Problem requirements —
Everything from the opening line of the listing below to the line that has "box: [180, 220, 190, 242]", inclusive, should be returned exactly, except the pictures.

......

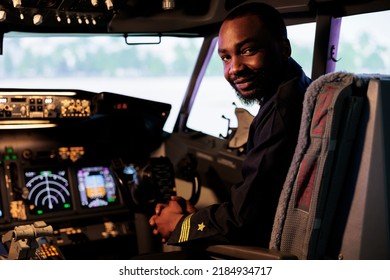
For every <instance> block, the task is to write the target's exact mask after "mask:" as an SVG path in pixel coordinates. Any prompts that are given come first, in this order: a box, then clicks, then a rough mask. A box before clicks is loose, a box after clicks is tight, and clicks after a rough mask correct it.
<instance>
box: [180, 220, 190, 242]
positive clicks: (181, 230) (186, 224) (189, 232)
mask: <svg viewBox="0 0 390 280" xmlns="http://www.w3.org/2000/svg"><path fill="white" fill-rule="evenodd" d="M191 216H192V214H191V215H188V216H187V217H186V218H185V219H184V221H183V223H182V224H181V231H180V236H179V241H178V242H179V243H181V242H186V241H188V237H189V235H190V228H191Z"/></svg>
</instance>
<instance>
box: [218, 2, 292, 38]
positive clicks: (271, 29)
mask: <svg viewBox="0 0 390 280" xmlns="http://www.w3.org/2000/svg"><path fill="white" fill-rule="evenodd" d="M245 15H255V16H258V17H259V18H260V20H261V21H262V22H263V23H264V25H265V26H266V28H267V29H268V30H269V31H270V32H271V33H272V35H274V36H275V37H276V38H277V39H283V40H284V39H287V28H286V24H285V22H284V19H283V17H282V15H281V14H280V13H279V11H278V10H276V9H275V8H274V7H272V6H270V5H268V4H265V3H260V2H253V3H247V4H242V5H240V6H237V7H236V8H234V9H233V10H232V11H231V12H230V13H229V14H228V15H227V16H226V18H225V20H232V19H235V18H238V17H242V16H245Z"/></svg>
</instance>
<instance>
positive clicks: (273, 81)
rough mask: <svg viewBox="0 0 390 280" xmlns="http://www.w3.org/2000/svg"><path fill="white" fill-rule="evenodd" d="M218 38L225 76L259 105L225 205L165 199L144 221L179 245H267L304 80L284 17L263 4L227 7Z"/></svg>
mask: <svg viewBox="0 0 390 280" xmlns="http://www.w3.org/2000/svg"><path fill="white" fill-rule="evenodd" d="M218 40H219V41H218V53H219V56H220V57H221V60H222V63H223V67H224V77H225V78H226V80H227V81H228V82H229V83H230V85H231V86H232V87H233V88H234V89H235V91H236V93H237V95H238V96H239V98H240V99H241V100H242V101H243V102H244V103H246V104H251V103H255V102H258V103H259V104H260V109H259V111H258V113H257V115H256V116H255V118H254V120H253V122H252V123H251V126H250V131H249V136H248V143H247V155H246V158H245V160H244V162H243V165H242V178H243V179H242V181H241V182H240V183H238V184H236V185H234V186H232V188H231V198H230V199H229V200H228V201H226V202H223V203H220V204H214V205H210V206H207V207H204V208H201V209H196V208H195V207H194V206H193V205H190V204H189V202H188V201H187V202H185V201H184V199H183V198H181V197H172V199H171V201H169V202H168V203H167V204H158V205H157V206H156V212H155V214H154V215H153V216H152V217H151V218H150V220H149V222H150V225H151V226H152V227H153V233H154V234H156V235H160V236H161V238H162V242H164V243H165V242H167V244H171V245H181V246H183V247H184V248H204V247H203V246H208V245H211V244H238V245H252V246H262V247H268V244H269V240H270V236H271V231H272V225H273V221H274V215H275V212H276V207H277V204H278V199H279V195H280V192H281V190H282V187H283V183H284V181H285V177H286V175H287V171H288V168H289V165H290V162H291V160H292V156H293V153H294V149H295V146H296V144H297V138H298V132H299V127H300V121H301V113H302V104H303V97H304V93H305V91H306V88H307V87H308V86H309V84H310V83H311V79H310V78H308V77H307V76H306V75H305V73H304V72H303V70H302V68H301V66H300V65H299V64H298V63H297V62H296V61H295V60H294V59H293V58H292V57H291V46H290V42H289V40H288V37H287V30H286V25H285V23H284V20H283V18H282V17H281V15H280V14H279V12H278V11H277V10H276V9H274V8H273V7H271V6H269V5H267V4H263V3H249V4H243V5H241V6H239V7H238V8H236V9H234V10H233V11H232V12H230V14H229V15H228V16H227V17H226V18H225V20H224V21H223V23H222V25H221V27H220V30H219V39H218ZM183 202H184V204H183ZM187 245H188V246H187ZM194 245H195V246H194Z"/></svg>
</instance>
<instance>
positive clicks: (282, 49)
mask: <svg viewBox="0 0 390 280" xmlns="http://www.w3.org/2000/svg"><path fill="white" fill-rule="evenodd" d="M282 55H283V59H285V60H287V59H288V58H290V56H291V44H290V40H289V39H283V41H282Z"/></svg>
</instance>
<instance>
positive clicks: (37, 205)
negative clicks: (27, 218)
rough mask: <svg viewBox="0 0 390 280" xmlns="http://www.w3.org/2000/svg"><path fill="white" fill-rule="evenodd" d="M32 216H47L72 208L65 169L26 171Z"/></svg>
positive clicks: (28, 196) (65, 171)
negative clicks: (49, 213) (47, 215)
mask: <svg viewBox="0 0 390 280" xmlns="http://www.w3.org/2000/svg"><path fill="white" fill-rule="evenodd" d="M24 175H25V179H26V188H27V190H28V196H27V200H28V203H29V211H30V214H37V215H42V214H47V213H51V212H58V211H65V210H69V209H70V208H71V193H70V191H69V183H68V179H67V178H68V176H67V172H66V170H65V169H58V170H46V169H41V170H33V169H30V170H26V171H25V173H24Z"/></svg>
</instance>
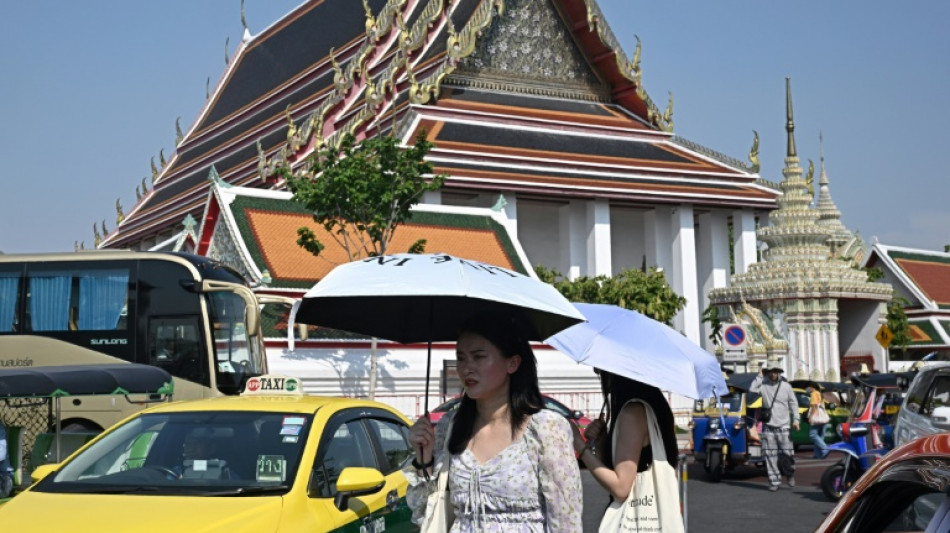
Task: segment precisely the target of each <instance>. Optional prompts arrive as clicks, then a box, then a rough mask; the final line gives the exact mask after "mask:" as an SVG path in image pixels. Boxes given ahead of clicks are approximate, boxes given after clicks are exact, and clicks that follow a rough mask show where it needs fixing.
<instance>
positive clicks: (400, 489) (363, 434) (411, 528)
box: [310, 409, 418, 533]
mask: <svg viewBox="0 0 950 533" xmlns="http://www.w3.org/2000/svg"><path fill="white" fill-rule="evenodd" d="M373 411H375V410H369V409H351V410H346V411H342V412H340V413H337V414H335V415H334V416H332V417H331V418H330V420H328V421H327V424H326V426H325V428H324V431H323V435H322V437H321V440H320V446H319V448H318V450H317V457H316V461H315V463H314V475H313V477H312V480H313V481H312V483H311V487H310V499H311V511H312V512H313V513H315V514H316V515H318V516H317V517H316V518H317V519H318V520H319V522H320V523H327V524H329V523H333V524H335V525H336V528H335V529H332V531H334V532H352V533H381V532H383V531H386V532H390V533H401V532H410V531H417V530H418V529H417V528H416V527H415V526H414V525H413V524H412V521H411V518H412V513H411V511H410V510H409V508H408V506H407V505H406V488H407V486H408V482H407V481H406V478H405V476H403V474H402V472H400V470H399V468H401V465H402V463H403V461H404V460H405V459H406V458H408V457H409V456H410V454H411V447H410V446H409V443H408V427H406V426H405V424H404V423H403V422H401V421H399V420H398V419H396V418H395V417H386V416H373V415H379V414H380V413H385V412H383V411H380V412H378V413H377V412H373ZM348 467H364V468H374V469H376V470H379V471H380V472H381V473H382V474H383V475H384V479H385V485H384V486H383V488H382V489H381V490H379V491H377V492H374V493H372V494H368V495H365V496H358V497H351V498H349V499H348V500H347V501H346V502H342V505H341V507H343V508H342V509H340V508H339V507H338V506H337V503H338V502H337V498H336V497H337V490H336V482H337V479H338V478H339V477H340V473H341V472H342V471H343V469H345V468H348ZM320 515H322V516H320ZM328 531H329V529H328Z"/></svg>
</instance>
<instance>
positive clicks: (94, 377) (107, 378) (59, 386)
mask: <svg viewBox="0 0 950 533" xmlns="http://www.w3.org/2000/svg"><path fill="white" fill-rule="evenodd" d="M173 390H174V389H173V382H172V376H171V374H169V373H168V372H167V371H166V370H164V369H161V368H158V367H155V366H148V365H140V364H134V363H122V364H103V365H63V366H40V367H28V368H12V369H3V370H0V398H31V397H59V396H77V395H87V394H89V395H92V394H140V393H141V394H148V393H154V394H166V395H167V394H172V392H173Z"/></svg>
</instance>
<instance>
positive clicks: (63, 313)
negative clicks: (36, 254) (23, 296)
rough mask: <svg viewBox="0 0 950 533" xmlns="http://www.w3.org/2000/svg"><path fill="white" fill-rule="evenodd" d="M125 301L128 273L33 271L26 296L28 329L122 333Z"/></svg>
mask: <svg viewBox="0 0 950 533" xmlns="http://www.w3.org/2000/svg"><path fill="white" fill-rule="evenodd" d="M128 298H129V272H128V270H124V269H110V270H82V271H77V272H72V271H33V272H30V274H29V292H28V293H27V308H28V310H29V316H30V329H31V330H32V331H116V330H124V329H125V327H126V322H127V320H126V317H127V315H128V308H127V305H128Z"/></svg>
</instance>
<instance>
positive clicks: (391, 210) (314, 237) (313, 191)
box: [278, 131, 445, 399]
mask: <svg viewBox="0 0 950 533" xmlns="http://www.w3.org/2000/svg"><path fill="white" fill-rule="evenodd" d="M431 149H432V143H430V142H429V141H427V140H426V138H425V132H424V131H420V133H419V135H418V136H417V137H416V140H415V144H414V145H413V146H409V147H406V148H403V147H401V146H400V145H399V140H398V139H397V138H396V137H394V136H392V135H381V136H377V137H371V138H368V139H365V140H363V141H362V142H359V143H358V142H357V141H356V137H354V136H353V135H352V134H349V133H348V134H346V135H345V136H344V137H343V139H342V140H341V142H340V146H339V147H338V148H334V147H326V148H324V149H323V150H320V151H319V152H318V153H315V154H313V155H311V156H310V158H309V159H308V160H307V162H306V165H305V166H304V168H303V169H302V171H298V172H293V171H292V170H291V169H289V168H287V167H282V168H280V169H278V173H279V175H280V176H281V177H283V178H284V180H285V181H286V183H287V187H288V188H289V189H290V191H291V192H292V193H293V200H294V201H295V202H298V203H300V204H303V205H304V206H305V207H306V208H307V210H308V211H310V212H311V213H313V221H314V222H316V223H317V224H319V225H321V226H323V229H325V230H326V231H327V234H329V235H330V237H331V238H332V239H333V240H334V241H335V242H336V243H337V245H339V246H340V247H341V248H343V250H344V251H345V252H346V255H347V257H348V258H349V260H350V261H355V260H357V259H360V258H363V257H367V256H377V255H385V254H386V252H387V250H388V248H389V244H390V243H391V242H392V239H393V235H394V234H395V233H396V229H397V228H398V227H399V225H400V224H402V223H403V222H405V221H407V220H409V219H410V218H412V211H411V208H412V206H414V205H416V204H417V203H419V200H421V199H422V195H423V194H424V193H425V192H426V191H434V190H437V189H439V188H440V187H442V184H443V183H444V182H445V176H444V175H434V176H433V175H432V171H433V168H432V164H431V163H429V162H428V161H426V160H425V156H426V154H428V153H429V150H431ZM297 244H298V245H299V246H301V247H302V248H304V249H305V250H307V251H309V252H310V253H312V254H313V255H320V252H322V251H323V250H324V248H325V247H326V245H325V244H324V243H322V242H320V240H319V239H317V236H316V234H315V233H314V232H313V230H311V229H310V228H309V227H306V226H304V227H301V228H298V229H297ZM424 249H425V239H420V240H418V241H416V242H415V243H414V244H413V245H412V246H411V247H410V248H409V252H410V253H422V252H423V251H424ZM376 343H377V339H376V338H373V340H372V349H371V351H370V369H369V397H370V399H372V398H375V396H376V375H377V374H378V366H379V361H378V358H377V355H376Z"/></svg>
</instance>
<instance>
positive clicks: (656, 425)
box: [610, 400, 667, 461]
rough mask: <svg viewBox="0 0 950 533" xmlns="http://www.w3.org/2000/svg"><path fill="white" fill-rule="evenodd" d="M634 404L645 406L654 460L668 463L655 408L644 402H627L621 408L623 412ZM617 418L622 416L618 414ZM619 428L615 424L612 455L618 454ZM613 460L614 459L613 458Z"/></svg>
mask: <svg viewBox="0 0 950 533" xmlns="http://www.w3.org/2000/svg"><path fill="white" fill-rule="evenodd" d="M632 403H641V404H643V410H644V411H646V414H647V428H649V431H650V447H651V449H652V450H653V460H654V461H657V460H660V461H666V460H667V458H666V446H665V445H664V443H663V434H662V433H661V432H660V423H659V422H658V421H657V419H656V413H654V412H653V408H652V407H650V404H648V403H646V402H645V401H643V400H627V403H625V404H623V407H621V408H620V410H621V411H623V410H624V409H625V408H626V407H627V406H628V405H630V404H632ZM617 417H618V418H619V417H620V414H619V413H618V414H617ZM617 433H618V431H617V426H616V424H614V435H613V440H612V441H611V442H612V446H611V448H610V453H611V454H615V453H617V452H616V450H617ZM611 459H612V458H611Z"/></svg>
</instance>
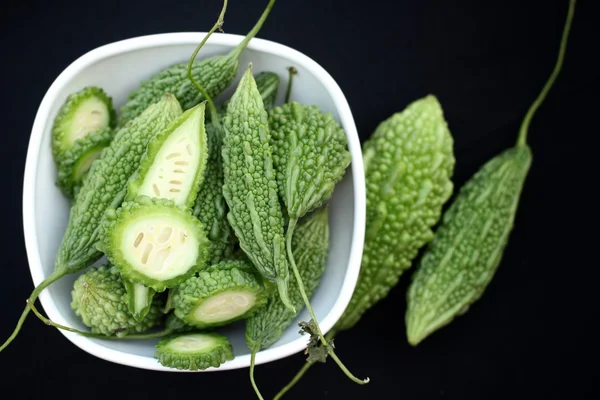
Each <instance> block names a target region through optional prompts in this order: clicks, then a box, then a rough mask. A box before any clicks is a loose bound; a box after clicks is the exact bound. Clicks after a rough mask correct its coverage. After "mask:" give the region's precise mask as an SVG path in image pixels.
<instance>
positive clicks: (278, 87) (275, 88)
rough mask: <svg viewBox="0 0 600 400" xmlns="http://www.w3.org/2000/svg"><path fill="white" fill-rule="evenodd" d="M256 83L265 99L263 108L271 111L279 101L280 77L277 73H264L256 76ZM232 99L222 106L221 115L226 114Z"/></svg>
mask: <svg viewBox="0 0 600 400" xmlns="http://www.w3.org/2000/svg"><path fill="white" fill-rule="evenodd" d="M254 81H255V82H256V87H257V88H258V91H259V92H260V96H261V97H262V99H263V106H264V107H265V110H267V111H269V110H270V109H271V108H273V107H274V106H275V101H276V100H277V93H278V91H279V75H277V74H276V73H275V72H270V71H263V72H259V73H258V74H255V75H254ZM230 101H231V98H229V99H227V100H225V101H224V102H223V104H222V105H221V113H222V114H224V113H225V111H226V110H227V106H228V105H229V102H230Z"/></svg>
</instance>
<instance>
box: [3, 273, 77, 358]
mask: <svg viewBox="0 0 600 400" xmlns="http://www.w3.org/2000/svg"><path fill="white" fill-rule="evenodd" d="M67 274H68V272H67V271H66V270H64V269H56V270H54V272H52V274H50V276H49V277H47V278H46V279H44V280H43V281H42V282H41V283H40V284H39V285H38V286H37V287H36V288H35V289H33V292H31V294H30V295H29V298H28V299H27V300H26V303H27V304H26V306H25V310H23V313H22V314H21V318H19V321H18V322H17V326H16V328H15V330H14V331H13V333H12V335H10V337H9V338H8V339H6V341H5V342H4V344H2V346H0V352H2V350H4V349H5V348H7V347H8V345H9V344H10V343H11V342H12V341H13V340H14V339H15V338H16V337H17V335H18V334H19V332H20V331H21V328H22V327H23V323H24V322H25V319H26V318H27V315H28V314H29V311H31V305H33V303H35V301H36V300H37V298H38V296H39V295H40V293H41V292H42V291H43V290H44V289H46V288H47V287H48V286H50V285H51V284H52V283H54V282H56V281H57V280H59V279H60V278H62V277H63V276H65V275H67Z"/></svg>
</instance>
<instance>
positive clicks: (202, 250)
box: [99, 196, 210, 292]
mask: <svg viewBox="0 0 600 400" xmlns="http://www.w3.org/2000/svg"><path fill="white" fill-rule="evenodd" d="M104 231H105V236H104V240H103V241H102V243H101V244H100V245H99V249H100V251H102V252H104V254H105V255H106V257H107V259H108V260H109V261H110V262H111V263H112V264H114V265H116V266H117V267H118V268H119V269H120V270H121V273H122V274H123V277H124V278H125V279H127V280H130V281H133V282H137V283H142V284H144V285H145V286H148V287H150V288H152V289H154V290H156V291H157V292H162V291H164V290H165V289H167V288H172V287H174V286H176V285H178V284H180V283H181V282H183V281H185V280H186V279H187V278H189V277H190V276H192V275H193V274H194V273H195V272H196V271H198V270H199V269H202V268H204V267H205V265H206V260H207V258H208V250H209V246H210V242H209V241H208V239H207V237H206V233H205V231H204V227H203V225H202V223H201V222H200V221H198V220H197V219H196V218H194V217H193V216H192V214H191V213H190V212H189V211H188V210H185V209H183V208H181V207H177V206H176V205H175V204H174V203H173V202H172V201H170V200H166V199H156V198H150V197H146V196H140V197H138V198H136V199H135V200H134V201H128V202H124V203H123V205H122V206H121V208H119V209H118V210H117V211H116V212H114V211H111V212H109V213H108V215H107V222H106V224H105V225H104Z"/></svg>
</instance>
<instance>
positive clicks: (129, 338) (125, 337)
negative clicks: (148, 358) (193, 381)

......

Solved exercise —
For every <instance> block, the task is to write the target's exact mask after "mask:" as an SVG path in pixel coordinates. Any prompts that are given come first, in this order: a box, then clicks, then a rough mask. A box before clicks is loose, a box after clicks is tight, and clicks after a rough mask correct it.
<instance>
box: [180, 220, 190, 242]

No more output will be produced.